- _ASSIGNED TASK_
Give again, exactly as they appear, only the lines from the one containing "Annotation spec v3.2 — cheek: box" through the last line of the material below.

- _GIVEN RECORDS_
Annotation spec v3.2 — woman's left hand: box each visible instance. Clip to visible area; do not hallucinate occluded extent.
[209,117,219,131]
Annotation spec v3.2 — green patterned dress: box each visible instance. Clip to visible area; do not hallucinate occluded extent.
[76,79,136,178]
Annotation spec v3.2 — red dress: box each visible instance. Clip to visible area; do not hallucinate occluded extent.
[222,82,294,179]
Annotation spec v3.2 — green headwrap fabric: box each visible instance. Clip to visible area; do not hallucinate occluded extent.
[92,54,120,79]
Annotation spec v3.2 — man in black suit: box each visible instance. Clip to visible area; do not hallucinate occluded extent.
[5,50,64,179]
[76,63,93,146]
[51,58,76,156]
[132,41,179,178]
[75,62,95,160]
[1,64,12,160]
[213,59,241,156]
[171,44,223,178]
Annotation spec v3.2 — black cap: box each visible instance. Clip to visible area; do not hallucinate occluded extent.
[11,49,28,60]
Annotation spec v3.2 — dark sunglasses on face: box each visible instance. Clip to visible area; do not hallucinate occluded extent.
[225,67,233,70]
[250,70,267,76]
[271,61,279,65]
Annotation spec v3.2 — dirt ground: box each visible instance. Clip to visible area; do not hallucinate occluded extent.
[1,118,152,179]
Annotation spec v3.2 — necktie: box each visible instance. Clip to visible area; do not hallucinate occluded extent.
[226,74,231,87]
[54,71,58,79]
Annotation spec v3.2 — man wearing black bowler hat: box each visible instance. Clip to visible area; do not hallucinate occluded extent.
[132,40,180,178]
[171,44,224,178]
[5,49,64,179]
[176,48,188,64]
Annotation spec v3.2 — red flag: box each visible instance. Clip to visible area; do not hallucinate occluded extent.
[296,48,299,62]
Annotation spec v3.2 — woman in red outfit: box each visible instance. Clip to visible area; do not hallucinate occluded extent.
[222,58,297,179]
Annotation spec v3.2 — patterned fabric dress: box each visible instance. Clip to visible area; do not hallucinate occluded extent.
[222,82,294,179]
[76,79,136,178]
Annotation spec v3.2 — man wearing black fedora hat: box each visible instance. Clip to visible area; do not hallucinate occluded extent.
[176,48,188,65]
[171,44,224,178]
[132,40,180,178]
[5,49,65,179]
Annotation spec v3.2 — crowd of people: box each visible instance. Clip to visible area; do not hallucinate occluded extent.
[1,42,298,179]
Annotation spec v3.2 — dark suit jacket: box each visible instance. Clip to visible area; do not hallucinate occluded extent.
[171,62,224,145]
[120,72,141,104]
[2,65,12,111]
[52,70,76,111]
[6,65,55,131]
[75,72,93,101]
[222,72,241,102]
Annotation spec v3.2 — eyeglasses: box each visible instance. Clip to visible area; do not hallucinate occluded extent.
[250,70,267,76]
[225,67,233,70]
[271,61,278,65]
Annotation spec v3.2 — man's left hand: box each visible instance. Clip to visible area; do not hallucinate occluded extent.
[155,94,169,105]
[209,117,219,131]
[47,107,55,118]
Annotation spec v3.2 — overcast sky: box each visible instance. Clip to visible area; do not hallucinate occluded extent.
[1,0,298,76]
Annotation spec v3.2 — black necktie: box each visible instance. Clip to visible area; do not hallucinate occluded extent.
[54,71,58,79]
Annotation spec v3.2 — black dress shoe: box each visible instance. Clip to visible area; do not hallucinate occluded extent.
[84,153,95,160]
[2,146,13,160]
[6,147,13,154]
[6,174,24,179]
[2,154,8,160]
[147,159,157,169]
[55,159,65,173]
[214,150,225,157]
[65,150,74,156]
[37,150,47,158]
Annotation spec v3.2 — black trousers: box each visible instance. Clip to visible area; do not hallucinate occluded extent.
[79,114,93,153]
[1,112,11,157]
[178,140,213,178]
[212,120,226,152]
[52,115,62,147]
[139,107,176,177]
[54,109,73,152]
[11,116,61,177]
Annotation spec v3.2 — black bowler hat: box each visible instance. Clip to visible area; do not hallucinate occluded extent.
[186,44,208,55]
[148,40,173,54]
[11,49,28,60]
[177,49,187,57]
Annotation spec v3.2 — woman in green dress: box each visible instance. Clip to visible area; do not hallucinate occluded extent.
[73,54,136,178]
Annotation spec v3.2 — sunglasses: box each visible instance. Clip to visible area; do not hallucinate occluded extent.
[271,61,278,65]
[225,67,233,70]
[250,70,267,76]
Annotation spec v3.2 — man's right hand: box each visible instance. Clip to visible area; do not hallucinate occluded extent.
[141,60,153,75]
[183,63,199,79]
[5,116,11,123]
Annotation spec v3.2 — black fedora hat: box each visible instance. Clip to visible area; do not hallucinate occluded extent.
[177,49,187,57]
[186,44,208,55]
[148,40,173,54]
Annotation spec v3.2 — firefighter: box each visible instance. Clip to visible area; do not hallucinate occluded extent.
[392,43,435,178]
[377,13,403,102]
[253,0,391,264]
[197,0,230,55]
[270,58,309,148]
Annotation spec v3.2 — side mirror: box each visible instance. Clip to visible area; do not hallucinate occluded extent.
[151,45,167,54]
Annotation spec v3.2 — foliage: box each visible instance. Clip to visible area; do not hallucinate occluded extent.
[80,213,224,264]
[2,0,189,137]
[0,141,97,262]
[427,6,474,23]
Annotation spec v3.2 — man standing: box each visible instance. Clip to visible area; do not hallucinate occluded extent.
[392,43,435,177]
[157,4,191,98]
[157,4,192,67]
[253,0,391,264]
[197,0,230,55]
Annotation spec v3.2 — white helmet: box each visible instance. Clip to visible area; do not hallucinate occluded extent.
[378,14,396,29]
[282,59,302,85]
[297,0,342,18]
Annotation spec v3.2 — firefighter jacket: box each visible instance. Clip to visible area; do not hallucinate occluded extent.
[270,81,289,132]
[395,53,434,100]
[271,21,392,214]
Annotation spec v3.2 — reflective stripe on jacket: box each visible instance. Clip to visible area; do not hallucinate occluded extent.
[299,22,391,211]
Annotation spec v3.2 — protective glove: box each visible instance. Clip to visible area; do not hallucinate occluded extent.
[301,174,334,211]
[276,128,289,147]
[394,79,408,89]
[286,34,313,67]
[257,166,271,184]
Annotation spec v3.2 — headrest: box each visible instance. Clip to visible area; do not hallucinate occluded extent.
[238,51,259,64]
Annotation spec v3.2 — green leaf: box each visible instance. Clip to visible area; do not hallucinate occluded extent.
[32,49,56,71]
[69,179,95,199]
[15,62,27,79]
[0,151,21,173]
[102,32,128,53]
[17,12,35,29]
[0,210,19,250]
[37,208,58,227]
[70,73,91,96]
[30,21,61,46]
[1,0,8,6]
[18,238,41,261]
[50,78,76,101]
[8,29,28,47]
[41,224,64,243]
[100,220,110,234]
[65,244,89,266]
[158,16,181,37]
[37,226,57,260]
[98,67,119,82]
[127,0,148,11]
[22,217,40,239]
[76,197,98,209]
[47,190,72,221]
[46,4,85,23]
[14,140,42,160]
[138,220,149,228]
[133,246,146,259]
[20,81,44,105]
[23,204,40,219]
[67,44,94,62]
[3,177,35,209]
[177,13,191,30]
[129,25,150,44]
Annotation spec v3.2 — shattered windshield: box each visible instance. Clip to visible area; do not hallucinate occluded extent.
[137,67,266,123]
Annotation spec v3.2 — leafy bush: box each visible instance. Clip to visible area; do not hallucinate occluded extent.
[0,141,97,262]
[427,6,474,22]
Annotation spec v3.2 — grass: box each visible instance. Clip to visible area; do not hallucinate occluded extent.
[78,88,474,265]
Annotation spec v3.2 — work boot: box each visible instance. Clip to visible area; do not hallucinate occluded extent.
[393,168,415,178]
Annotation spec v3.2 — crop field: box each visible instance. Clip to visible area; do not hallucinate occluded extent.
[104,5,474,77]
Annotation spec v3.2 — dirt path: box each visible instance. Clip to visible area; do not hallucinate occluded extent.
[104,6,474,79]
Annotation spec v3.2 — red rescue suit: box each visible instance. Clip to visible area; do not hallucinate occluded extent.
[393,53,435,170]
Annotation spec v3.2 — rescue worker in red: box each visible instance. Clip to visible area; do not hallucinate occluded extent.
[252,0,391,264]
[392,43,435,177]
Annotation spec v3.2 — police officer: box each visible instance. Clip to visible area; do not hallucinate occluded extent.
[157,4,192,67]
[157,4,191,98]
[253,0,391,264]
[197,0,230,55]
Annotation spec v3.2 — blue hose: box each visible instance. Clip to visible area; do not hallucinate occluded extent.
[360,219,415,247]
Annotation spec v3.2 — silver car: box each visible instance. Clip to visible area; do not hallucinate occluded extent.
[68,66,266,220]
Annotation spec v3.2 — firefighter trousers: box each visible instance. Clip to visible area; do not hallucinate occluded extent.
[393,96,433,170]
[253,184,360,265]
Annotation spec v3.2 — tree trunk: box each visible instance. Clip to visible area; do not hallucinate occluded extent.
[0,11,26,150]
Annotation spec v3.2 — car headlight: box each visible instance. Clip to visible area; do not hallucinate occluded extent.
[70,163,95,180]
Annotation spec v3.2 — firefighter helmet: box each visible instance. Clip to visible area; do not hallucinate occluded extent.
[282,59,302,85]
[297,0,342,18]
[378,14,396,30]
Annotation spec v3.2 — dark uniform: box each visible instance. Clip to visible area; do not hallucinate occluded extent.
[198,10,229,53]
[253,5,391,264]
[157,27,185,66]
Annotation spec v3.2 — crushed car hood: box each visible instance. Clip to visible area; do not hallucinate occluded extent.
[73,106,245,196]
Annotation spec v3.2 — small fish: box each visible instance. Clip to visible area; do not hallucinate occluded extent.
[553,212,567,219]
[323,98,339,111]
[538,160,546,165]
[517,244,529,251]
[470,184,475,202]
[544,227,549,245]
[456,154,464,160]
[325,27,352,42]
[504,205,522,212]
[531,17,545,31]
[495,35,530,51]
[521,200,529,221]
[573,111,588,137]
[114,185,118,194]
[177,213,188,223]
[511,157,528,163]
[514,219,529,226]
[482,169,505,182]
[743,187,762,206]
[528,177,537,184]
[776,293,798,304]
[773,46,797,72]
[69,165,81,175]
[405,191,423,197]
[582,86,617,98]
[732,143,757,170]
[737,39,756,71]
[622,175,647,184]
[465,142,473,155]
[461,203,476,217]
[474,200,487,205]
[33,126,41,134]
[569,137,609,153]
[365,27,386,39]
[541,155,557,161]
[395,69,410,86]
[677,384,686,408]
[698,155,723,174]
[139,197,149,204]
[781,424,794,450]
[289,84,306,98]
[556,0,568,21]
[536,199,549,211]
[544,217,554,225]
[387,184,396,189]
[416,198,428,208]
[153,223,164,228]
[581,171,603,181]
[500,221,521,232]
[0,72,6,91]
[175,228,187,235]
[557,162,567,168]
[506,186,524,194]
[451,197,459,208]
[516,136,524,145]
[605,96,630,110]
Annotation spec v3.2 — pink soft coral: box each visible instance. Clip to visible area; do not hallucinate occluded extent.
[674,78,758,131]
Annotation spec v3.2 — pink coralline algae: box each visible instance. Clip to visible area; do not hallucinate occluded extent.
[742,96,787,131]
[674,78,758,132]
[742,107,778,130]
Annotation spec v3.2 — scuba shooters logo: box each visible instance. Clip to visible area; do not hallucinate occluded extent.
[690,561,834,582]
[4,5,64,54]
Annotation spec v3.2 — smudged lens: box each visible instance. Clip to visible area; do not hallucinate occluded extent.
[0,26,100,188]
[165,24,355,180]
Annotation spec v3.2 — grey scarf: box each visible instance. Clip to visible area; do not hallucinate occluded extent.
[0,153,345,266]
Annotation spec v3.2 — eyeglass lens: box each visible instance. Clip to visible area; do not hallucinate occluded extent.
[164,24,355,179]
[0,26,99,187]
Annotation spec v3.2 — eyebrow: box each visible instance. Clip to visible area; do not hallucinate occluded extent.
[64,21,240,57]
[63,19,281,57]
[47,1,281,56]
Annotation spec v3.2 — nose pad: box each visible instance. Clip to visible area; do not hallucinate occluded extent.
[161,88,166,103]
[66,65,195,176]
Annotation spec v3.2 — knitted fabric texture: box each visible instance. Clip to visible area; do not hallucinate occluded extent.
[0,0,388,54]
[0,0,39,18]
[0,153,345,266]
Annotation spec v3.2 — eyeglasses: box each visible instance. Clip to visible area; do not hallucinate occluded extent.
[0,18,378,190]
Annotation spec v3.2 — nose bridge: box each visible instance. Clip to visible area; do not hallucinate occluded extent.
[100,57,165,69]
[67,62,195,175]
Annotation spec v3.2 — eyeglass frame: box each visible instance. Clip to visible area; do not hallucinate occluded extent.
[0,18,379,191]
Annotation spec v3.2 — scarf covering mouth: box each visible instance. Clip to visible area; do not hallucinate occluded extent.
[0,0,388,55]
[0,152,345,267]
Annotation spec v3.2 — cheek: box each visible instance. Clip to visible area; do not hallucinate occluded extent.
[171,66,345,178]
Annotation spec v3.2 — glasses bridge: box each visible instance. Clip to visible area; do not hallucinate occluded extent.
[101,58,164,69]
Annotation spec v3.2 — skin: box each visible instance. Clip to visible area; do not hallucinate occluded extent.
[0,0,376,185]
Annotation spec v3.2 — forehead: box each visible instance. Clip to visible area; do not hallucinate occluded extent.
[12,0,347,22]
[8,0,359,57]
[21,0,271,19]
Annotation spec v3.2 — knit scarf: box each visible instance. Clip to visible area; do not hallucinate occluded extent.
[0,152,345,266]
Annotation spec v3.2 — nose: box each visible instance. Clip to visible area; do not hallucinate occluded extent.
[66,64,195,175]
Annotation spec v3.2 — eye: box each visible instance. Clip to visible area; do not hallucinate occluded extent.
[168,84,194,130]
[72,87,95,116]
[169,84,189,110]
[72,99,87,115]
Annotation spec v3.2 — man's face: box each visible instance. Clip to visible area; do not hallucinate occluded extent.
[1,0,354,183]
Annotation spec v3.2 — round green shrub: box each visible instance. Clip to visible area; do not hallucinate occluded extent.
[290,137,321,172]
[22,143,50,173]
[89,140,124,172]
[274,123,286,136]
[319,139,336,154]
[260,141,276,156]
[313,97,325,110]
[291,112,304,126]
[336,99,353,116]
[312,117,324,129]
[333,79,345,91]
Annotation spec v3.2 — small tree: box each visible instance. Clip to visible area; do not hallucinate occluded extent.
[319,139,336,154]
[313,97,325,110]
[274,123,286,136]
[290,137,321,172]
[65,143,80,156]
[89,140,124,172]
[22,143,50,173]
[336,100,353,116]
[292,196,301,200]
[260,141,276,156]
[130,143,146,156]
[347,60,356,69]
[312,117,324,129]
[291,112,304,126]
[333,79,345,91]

- _ANSWER SPACE_
Annotation spec v3.2 — cheek: box each visible instance. Clip to visible area; do not hallucinate occluded extent.
[171,66,345,178]
Annotation spec v3.2 — glasses bridge: box each visible instance. Clip to visible area; do not hallucinate occluded extent.
[101,58,164,69]
Annotation spec v3.2 — skin: box each visible instance. Clip to visible area; do not hallucinate occluded extent.
[0,0,376,185]
Annotation spec v3.2 — forehead: box each visible instance. Clip to visible area; do not hallucinate occluded extent.
[12,0,347,22]
[8,0,359,57]
[21,0,271,19]
Annotation spec v3.2 — knit scarf: box each visible instance. Clip to visible area; do not hallucinate occluded extent.
[0,152,345,266]
Annotation spec v3.2 — nose: box each visible instance. Clip to visible area; do not hallucinate occluded extent.
[66,64,195,175]
Annotation spec v3.2 — eye: box each visible instance. Clip to visible area; do not hallucinate occluded extent.
[168,84,194,130]
[72,87,95,116]
[169,84,189,110]
[72,99,87,115]
Annotation spec v3.2 — man's face: box each visible instance. Clip to visible area; do not hallucinate occluded extent.
[1,0,354,183]
Annotation spec v3.2 — round green shrub: box each visible instance. Clip to visible area; do not hallucinate occluded extent.
[290,137,321,172]
[22,143,50,173]
[89,140,124,172]
[274,123,286,136]
[319,139,336,154]
[260,141,276,156]
[313,97,325,110]
[291,112,304,126]
[336,99,353,116]
[312,117,324,129]
[333,79,345,91]
Annotation spec v3.2 — small tree: box each visible instance. Clip to visible area; do not hallucinate occluded extent.
[319,139,336,154]
[313,97,325,110]
[274,123,286,136]
[290,137,321,172]
[65,143,80,156]
[89,140,124,172]
[22,143,50,173]
[336,100,353,116]
[292,196,301,200]
[260,141,276,156]
[130,143,146,156]
[347,60,356,69]
[312,117,324,129]
[291,112,304,126]
[333,79,345,91]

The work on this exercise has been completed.